[TEXT SECTION]
········

Notice that the first sentence both sets the scene and immediately introduces the problem: a massive report due the next day.

Another writer might have started by describing the setting and establishing the family dynamic. Lamott starts at the moment of crisis.

An anecdote gives you a much better chance of impressing a publisher than starting with observations or persuasion.

4) Avoid preaching

Imagine you’ve confided to two friends that you’ve run into financial trouble.

The first says, “Here’s what you need to do. Start by…”

The second drapes an arm around your shoulder and says, “I was in your place once. Let me tell you what I learned and how I got out of it.”

Which friend are you most likely to listen to?

I call that second approach the Come-Alongside Method. It avoids preachiness and allows the reader to get the point without having the spotlight shone in their face. When considering an anecdote, think reader-first. How will it best benefit him?

5) Go easy on description

Show, don’t tell. Rather than writing, “It was cold,” show your character hunching their shoulders against the wind.

Anton Chekhov said, “Don’t tell me the moon is shining; show me the glint of light on broken glass.”

Less is more. This is especially important when using only a couple of sentences to tell a story that supports your point.

6) Cut to the bone

Become an aggressive self-editor.

  • Omit needless words
  • Avoid subtle redundancies such as “He shrugged his shoulders” (What else would he shrug?)
  • Look for words that can be cut without changing the meaning, like up, down, very

Make every word count.

Need help fine-tuning your writing? Click here to download my FREE self-editing checklist.

8 thoughts on “How to Write an Anecdote and Why Stories Bring Your Nonfiction to Life

  1. A timely piece as I write chapter 8 of my third non-fiction. I love to tell stories in my writings, but at times I catch myself slipping back into the telling mode. Thanks, Jerry, for the shot in the arm.

  2. Jerry, you have written me for years. I have been too busy to write but now I am considering writing a second book to publish or having a blog. Do you have opinion on this? My daughter, attorney, has scared me to death (sorta) with the problems of a blog.
    Thank you for sending me info. I will now read all.

  3. My dad, a pastor, used to say that stories are windows that let in the light. Jesus seemed to agree and told stories all the time too. Years later, my PK days long a memory, I still remember many of the stories and illustrations Dad shared from the pulpit and they still shine ight in my soul just when I need it. Great post, Jerry. Thanks for always being worth the read.

········

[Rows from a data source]
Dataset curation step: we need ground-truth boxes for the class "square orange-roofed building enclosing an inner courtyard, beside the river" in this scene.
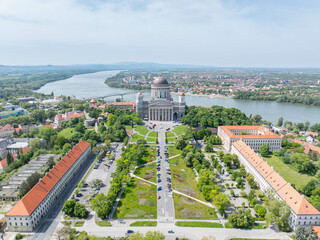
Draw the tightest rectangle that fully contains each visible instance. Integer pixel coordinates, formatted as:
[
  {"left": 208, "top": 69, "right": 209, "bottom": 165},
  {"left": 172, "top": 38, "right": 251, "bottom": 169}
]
[{"left": 218, "top": 126, "right": 282, "bottom": 152}]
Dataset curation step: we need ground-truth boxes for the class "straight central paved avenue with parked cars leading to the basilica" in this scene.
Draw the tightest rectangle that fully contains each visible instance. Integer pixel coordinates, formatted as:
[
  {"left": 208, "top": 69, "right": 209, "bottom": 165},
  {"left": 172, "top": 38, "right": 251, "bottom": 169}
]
[{"left": 156, "top": 124, "right": 174, "bottom": 223}]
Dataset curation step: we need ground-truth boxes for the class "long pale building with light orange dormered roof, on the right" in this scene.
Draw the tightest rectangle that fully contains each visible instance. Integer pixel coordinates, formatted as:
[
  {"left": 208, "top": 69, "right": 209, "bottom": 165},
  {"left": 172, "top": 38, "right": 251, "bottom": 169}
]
[{"left": 231, "top": 140, "right": 320, "bottom": 230}]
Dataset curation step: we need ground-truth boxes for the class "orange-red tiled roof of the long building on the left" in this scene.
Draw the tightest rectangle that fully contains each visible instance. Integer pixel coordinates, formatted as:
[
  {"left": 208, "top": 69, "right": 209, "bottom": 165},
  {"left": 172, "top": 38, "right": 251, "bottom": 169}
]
[{"left": 6, "top": 141, "right": 90, "bottom": 216}]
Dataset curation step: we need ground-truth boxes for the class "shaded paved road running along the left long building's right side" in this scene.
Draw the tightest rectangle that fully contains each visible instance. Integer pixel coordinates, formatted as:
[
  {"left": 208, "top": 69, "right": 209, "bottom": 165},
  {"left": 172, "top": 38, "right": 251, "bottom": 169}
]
[{"left": 32, "top": 155, "right": 96, "bottom": 240}]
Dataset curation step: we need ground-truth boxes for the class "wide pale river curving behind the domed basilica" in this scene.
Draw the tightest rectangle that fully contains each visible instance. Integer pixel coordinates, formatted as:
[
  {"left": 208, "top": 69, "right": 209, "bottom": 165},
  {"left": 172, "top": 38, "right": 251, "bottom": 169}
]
[{"left": 37, "top": 71, "right": 320, "bottom": 124}]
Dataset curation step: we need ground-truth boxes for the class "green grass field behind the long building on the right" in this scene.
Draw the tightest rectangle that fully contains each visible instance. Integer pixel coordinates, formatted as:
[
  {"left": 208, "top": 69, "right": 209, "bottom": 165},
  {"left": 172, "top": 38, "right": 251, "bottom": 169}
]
[{"left": 263, "top": 155, "right": 315, "bottom": 189}]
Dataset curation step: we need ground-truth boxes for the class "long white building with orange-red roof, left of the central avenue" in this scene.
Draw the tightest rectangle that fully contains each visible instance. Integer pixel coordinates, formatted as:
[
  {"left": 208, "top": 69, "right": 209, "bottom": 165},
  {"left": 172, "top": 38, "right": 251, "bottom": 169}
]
[{"left": 5, "top": 141, "right": 91, "bottom": 232}]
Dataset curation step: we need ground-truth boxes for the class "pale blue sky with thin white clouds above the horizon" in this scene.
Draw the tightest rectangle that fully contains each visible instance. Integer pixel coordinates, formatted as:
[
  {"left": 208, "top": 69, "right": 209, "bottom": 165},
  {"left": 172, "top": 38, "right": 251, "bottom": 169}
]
[{"left": 0, "top": 0, "right": 320, "bottom": 68}]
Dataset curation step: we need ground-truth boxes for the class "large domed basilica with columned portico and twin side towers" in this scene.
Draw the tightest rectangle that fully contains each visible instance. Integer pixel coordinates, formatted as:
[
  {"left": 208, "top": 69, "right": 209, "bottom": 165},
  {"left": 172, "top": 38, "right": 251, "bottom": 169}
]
[{"left": 136, "top": 75, "right": 186, "bottom": 121}]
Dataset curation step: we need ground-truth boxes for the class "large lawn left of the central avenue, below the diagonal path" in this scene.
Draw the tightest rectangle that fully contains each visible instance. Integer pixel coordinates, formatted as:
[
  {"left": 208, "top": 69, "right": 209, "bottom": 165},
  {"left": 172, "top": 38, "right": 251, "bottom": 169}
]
[{"left": 114, "top": 178, "right": 157, "bottom": 218}]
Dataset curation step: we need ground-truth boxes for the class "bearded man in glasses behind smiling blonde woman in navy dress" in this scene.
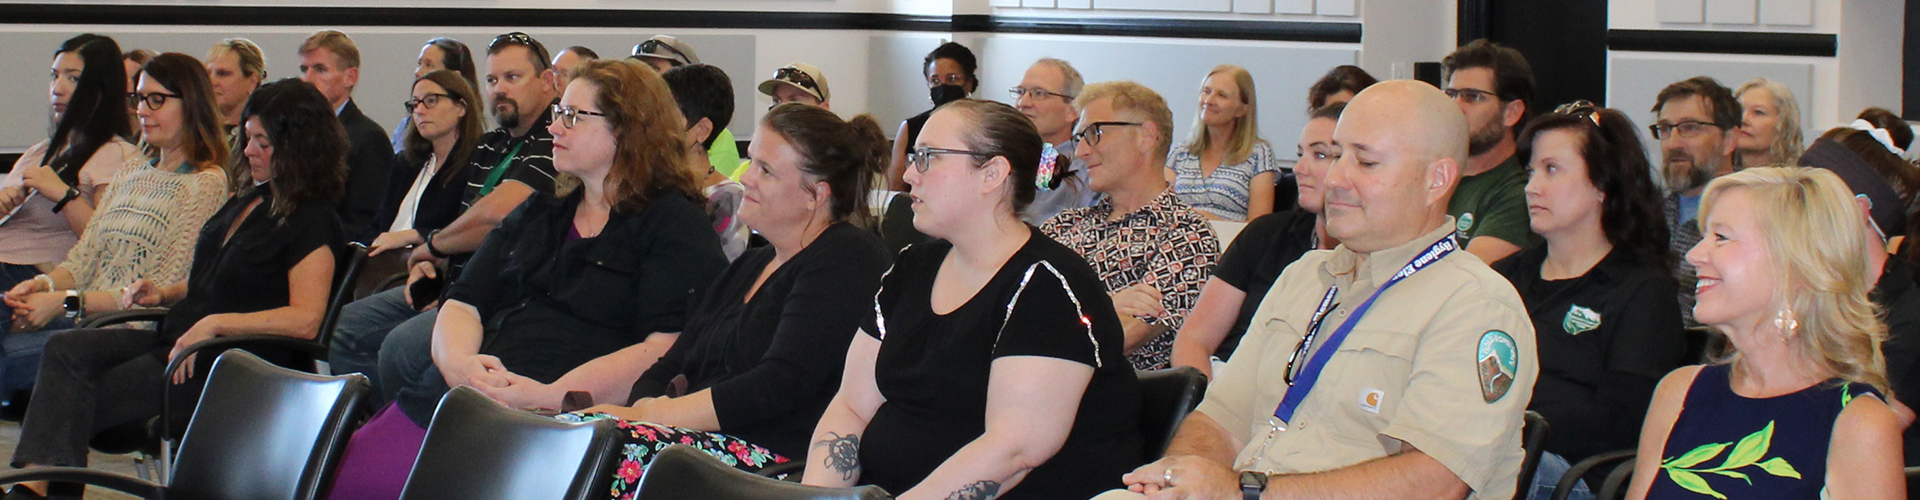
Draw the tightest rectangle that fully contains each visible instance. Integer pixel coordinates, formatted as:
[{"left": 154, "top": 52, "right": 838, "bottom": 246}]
[{"left": 1647, "top": 77, "right": 1741, "bottom": 327}]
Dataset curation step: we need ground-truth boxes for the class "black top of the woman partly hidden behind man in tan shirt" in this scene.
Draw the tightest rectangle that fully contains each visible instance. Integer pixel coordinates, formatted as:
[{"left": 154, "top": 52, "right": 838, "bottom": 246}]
[{"left": 1213, "top": 208, "right": 1319, "bottom": 360}]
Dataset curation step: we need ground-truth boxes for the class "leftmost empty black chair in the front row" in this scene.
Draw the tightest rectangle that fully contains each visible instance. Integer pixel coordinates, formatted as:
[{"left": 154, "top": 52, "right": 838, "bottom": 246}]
[{"left": 0, "top": 350, "right": 372, "bottom": 500}]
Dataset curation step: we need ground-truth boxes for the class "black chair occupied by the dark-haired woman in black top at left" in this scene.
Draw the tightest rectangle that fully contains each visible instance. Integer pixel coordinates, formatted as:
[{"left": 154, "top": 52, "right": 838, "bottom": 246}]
[{"left": 81, "top": 242, "right": 367, "bottom": 481}]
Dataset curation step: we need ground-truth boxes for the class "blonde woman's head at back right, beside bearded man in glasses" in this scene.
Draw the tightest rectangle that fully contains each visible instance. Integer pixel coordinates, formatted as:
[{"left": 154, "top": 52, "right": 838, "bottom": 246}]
[{"left": 1734, "top": 79, "right": 1807, "bottom": 167}]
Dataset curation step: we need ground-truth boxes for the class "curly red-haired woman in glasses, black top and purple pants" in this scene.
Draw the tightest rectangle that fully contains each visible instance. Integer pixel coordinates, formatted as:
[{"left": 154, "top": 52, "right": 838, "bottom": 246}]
[{"left": 330, "top": 60, "right": 728, "bottom": 498}]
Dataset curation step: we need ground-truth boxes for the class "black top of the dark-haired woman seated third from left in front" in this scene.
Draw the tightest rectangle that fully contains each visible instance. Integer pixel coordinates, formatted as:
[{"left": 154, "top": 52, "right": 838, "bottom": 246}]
[{"left": 156, "top": 185, "right": 346, "bottom": 358}]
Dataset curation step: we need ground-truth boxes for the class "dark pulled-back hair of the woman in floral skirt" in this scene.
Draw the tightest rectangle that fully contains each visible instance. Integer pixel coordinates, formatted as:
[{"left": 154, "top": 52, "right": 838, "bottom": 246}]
[{"left": 760, "top": 103, "right": 893, "bottom": 227}]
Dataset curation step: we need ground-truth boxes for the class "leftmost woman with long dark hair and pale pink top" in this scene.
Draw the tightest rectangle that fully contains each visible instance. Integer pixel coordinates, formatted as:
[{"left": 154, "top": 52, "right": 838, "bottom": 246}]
[{"left": 0, "top": 35, "right": 146, "bottom": 336}]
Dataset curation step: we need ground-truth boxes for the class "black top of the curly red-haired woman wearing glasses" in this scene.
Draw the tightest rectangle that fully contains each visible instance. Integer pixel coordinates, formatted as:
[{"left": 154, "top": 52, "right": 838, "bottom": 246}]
[{"left": 447, "top": 190, "right": 726, "bottom": 383}]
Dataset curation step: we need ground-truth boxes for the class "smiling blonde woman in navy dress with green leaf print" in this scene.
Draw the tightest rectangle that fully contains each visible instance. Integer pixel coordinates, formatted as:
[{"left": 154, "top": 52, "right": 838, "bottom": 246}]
[{"left": 1628, "top": 167, "right": 1907, "bottom": 500}]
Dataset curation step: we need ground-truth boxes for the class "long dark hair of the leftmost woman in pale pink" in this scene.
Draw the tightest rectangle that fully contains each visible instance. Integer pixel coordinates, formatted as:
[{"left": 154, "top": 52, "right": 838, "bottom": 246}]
[{"left": 40, "top": 35, "right": 132, "bottom": 189}]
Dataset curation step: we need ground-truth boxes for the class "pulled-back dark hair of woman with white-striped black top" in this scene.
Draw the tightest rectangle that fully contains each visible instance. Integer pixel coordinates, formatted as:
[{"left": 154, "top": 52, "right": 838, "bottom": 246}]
[{"left": 935, "top": 98, "right": 1046, "bottom": 213}]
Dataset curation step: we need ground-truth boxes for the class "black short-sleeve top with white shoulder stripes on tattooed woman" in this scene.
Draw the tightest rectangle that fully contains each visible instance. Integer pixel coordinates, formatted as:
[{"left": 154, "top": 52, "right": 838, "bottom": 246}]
[{"left": 860, "top": 227, "right": 1140, "bottom": 498}]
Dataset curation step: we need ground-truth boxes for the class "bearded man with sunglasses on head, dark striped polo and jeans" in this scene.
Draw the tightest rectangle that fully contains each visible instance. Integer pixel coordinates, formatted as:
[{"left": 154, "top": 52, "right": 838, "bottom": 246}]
[{"left": 328, "top": 31, "right": 561, "bottom": 398}]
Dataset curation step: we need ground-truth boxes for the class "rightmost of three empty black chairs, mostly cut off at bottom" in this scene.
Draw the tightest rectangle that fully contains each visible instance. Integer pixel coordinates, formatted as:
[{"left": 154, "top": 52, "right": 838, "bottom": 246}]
[{"left": 634, "top": 444, "right": 893, "bottom": 500}]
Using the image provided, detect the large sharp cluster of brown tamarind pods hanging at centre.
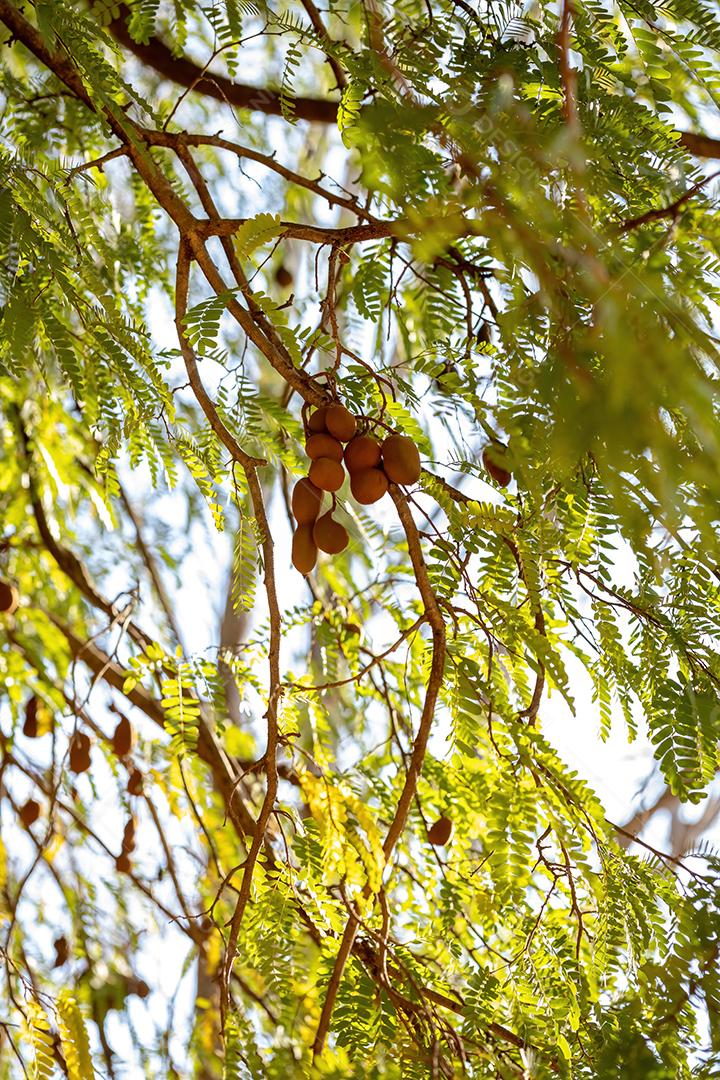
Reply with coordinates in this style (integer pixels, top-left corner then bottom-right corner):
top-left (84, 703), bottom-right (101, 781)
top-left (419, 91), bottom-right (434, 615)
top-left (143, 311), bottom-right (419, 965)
top-left (291, 404), bottom-right (421, 575)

········

[THINGS TO DO]
1 - In one to three sentences, explain why the article on writing anecdotes favors the approach it calls the Come-Alongside Method.
2 - Pick up the article on writing anecdotes after its third reader comment and keep it going.

[RESPONSES TO THE TASKS]
1 - The Come-Alongside Method avoids preachiness. Like the friend who says "I was in your place once," it lets the reader get the point without having the spotlight shone in their face.

2 -
  4. I began a nonfiction piece several years ago, and through Novel Blueprint course believe it to probably not be enough to keep a reader interested. I decided to make it based on a true story so I could add more dilemma to the story. It is about an auto mechanics teacher of prison inmates. He teaches 22 students repair skills and life skills. Some of the terrible trouble I will place him in actually happened during the setting of this story, but in other prisons. It also addresses some of the contraband issues and affairs of employees of the prison with an inmate, and how the subsequent changes affected him.

    I could not use real names in most of these instances anyway, except where it is actually on public record. This is another reason I went with based on a true story. Please tell me if I am on the right path with this story, or suggest an alternative path. It is something I am passionate about, as I have had people I love on both sides of that prison fence.

  5. Jerry, this is so clarifying and helpful. I have quite a few personal anecdotes, but what about others? I love the examples you’ve shared about Michael Jourdan being cut from his high school team, and Steven Spielberg being rejected from film school three times. Are there online resources for stories like these, or have you gleaned them from your own reading?

  6. Hi Jerry. When writing a manuscript, do you suggest any specific font in Microsoft Word? Is there a specific font that publishers prefer?